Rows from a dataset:
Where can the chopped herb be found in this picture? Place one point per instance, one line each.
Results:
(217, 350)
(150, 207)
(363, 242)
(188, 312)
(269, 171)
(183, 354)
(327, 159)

● Problem to work on
Lay out every line of the listing above as a numbered list, omitting any blank lines.

● Response to this exercise
1. Where can the chopped herb be found in this picture? Place one point per instance, one line each.
2. Results:
3. (217, 350)
4. (150, 207)
5. (363, 242)
6. (188, 312)
7. (269, 171)
8. (183, 354)
9. (327, 159)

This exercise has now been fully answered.